What this exercise asks:
a – Retype the passage of the Brontë memorial article that begins at the words "The dots — which" and stops after "to paint them.".
b – Lay out the rows as a numbered list, beginning at the row line that has "the white stone" and stopping after the last line of the rows, with blank lines dropped. Leave the pictures out.

More than eight decades after it was installed, a memorial to the three 19th-century sibling novelists in London’s Westminster Abbey was amended Thursday to restore the diaereses – the two dots over the e in their surname.

The dots — which indicate that the name is pronounced “brontay” rather than “bront” — were omitted when the stone tablet commemorating Charlotte, Emily and Anne was erected in the abbey’s Poets’ Corner in October 1939, just after the outbreak of World War II.

They were restored after Brontë historian Sharon Wright, editor of the Brontë Society Gazette, raised the issue with Dean of Westminster David Hoyle. The abbey asked its stonemason to tap in the dots and its conservator to paint them.

“There’s no paper record for anyone complaining about this or mentioning this, so I just wanted to put it right, really,” Wright said. “These three Yorkshire women deserve their place here, but they also deserve to have their name spelled correctly.”

It’s believed the writers’ Irish father Patrick changed the spelling of his surname from Brunty or Prunty when he went to university in England.

Raised on the wild Yorkshire moors, all three sisters died before they were 40, leaving enduring novels including Charlotte’s “Jane Eyre,” Emily’s “Wuthering Heights” and Anne’s “The Tenant of Wildfell Hall.”

Rebecca Yorke, director of the Brontë Society, welcomed the restoration.

“As the Brontës and their work are loved and respected all over the world, it’s entirely appropriate that their name is spelled correctly on their memorial,” she said.

Records to process:

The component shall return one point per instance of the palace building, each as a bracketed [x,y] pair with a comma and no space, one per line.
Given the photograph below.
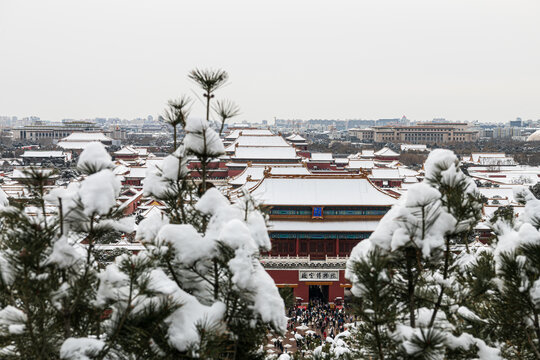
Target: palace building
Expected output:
[314,222]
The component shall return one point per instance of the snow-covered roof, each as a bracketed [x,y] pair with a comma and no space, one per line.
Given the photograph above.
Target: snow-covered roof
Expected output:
[295,137]
[256,172]
[130,150]
[392,173]
[367,153]
[322,157]
[320,190]
[73,145]
[386,152]
[360,164]
[496,161]
[83,136]
[413,147]
[506,192]
[381,173]
[43,154]
[476,156]
[253,132]
[271,140]
[20,174]
[333,226]
[255,152]
[535,136]
[137,172]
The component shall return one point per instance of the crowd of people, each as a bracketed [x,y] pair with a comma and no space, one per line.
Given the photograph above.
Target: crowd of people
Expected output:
[312,324]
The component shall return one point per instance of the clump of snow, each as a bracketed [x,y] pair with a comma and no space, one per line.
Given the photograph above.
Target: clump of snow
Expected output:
[94,157]
[98,192]
[4,201]
[189,246]
[68,196]
[201,139]
[439,160]
[80,348]
[112,285]
[6,270]
[535,293]
[158,179]
[64,255]
[10,315]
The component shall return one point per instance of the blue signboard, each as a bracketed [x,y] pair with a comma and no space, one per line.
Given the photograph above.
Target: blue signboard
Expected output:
[317,212]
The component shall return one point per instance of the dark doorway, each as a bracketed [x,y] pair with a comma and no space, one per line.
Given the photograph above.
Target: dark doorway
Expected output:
[318,293]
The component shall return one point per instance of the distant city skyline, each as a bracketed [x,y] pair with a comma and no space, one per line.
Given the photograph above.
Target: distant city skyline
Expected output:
[462,60]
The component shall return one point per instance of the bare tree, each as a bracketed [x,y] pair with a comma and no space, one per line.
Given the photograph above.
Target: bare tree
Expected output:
[226,109]
[209,80]
[176,113]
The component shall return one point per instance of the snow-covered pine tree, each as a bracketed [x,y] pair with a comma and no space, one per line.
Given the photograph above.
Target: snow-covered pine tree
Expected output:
[406,274]
[209,248]
[48,279]
[504,281]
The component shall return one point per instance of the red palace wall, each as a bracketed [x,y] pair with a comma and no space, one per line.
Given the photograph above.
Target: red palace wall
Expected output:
[290,278]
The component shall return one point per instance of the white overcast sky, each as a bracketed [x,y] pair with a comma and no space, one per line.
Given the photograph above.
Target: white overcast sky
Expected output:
[458,59]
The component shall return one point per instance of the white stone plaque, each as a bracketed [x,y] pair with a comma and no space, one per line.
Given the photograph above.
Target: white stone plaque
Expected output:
[318,275]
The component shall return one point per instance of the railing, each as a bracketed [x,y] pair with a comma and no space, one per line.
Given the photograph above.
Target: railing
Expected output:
[307,259]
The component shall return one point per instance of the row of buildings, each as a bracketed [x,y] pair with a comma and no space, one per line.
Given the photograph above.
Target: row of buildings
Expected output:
[319,205]
[424,133]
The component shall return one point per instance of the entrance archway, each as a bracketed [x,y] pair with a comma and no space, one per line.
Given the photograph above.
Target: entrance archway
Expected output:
[318,293]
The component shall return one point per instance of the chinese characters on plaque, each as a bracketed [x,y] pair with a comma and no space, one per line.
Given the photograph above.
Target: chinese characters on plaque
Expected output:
[318,275]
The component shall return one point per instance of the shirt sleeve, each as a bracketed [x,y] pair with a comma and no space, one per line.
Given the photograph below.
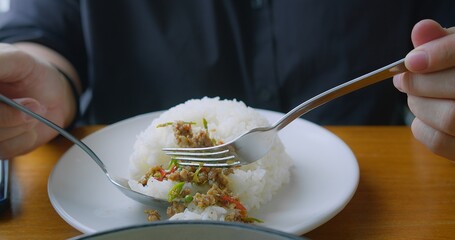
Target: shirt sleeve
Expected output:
[53,23]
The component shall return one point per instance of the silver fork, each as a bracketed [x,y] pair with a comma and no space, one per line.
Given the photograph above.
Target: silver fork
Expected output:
[255,143]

Answer set:
a –
The dots — which indicate that the name is pronounced “brontay” rather than “bront” — were omitted when the stone tablet commemorating Charlotte, Emily and Anne was erected in the abbey’s Poets’ Corner in October 1939, just after the outbreak of World War II.

They were restored after Brontë historian Sharon Wright, editor of the Brontë Society Gazette, raised the issue with Dean of Westminster David Hoyle. The abbey asked its stonemason to tap in the dots and its conservator to paint them.

b –
1. The component shall return one point per instance of the white stone plaque, each as a bracketed [x,y] pair with a comma and no space, one per line.
2. Given the photograph above.
3. Target: white stone plaque
4. Expected output:
5. [318,275]
6. The component shall return one point per instance of the railing, each as a bracketed [x,y] pair with a comma and no space, one per line.
7. Given the photograph above.
8. Target: railing
9. Expected output:
10. [307,259]
11. The component shall return one point per instance of the row of buildings, each as a bracketed [x,y] pair with a comma and no space, one per line.
12. Given the photograph above.
13. Target: row of buildings
14. Expected output:
15. [319,205]
16. [424,133]
17. The component shall return one point per instance of the entrance archway, each as a bracketed [x,y] pair with a comma and no space, one per line.
18. Given the photograph above.
19. Target: entrance archway
20. Expected output:
21. [318,293]
22. The component shall return one point per instance of the chinese characters on plaque, each as a bracketed [x,y] pair with a comma and no space, one per line.
23. Given the photograph above.
24. Target: chinese characters on plaque
25. Expected output:
26. [318,275]
27. The component shall return one point per instance of the shirt sleeve, each as a bracketed [x,y] pair with a comma and no space, one per line.
28. Given the photograph below.
29. Target: shirt sleeve
30. Expected output:
31. [53,23]
32. The component shall return one point per instance of the silver fork, each as a bracketed [x,y] pair with a comma and no space, one per line.
33. Given the photograph above.
34. Target: silver fork
35. Expected output:
36. [255,143]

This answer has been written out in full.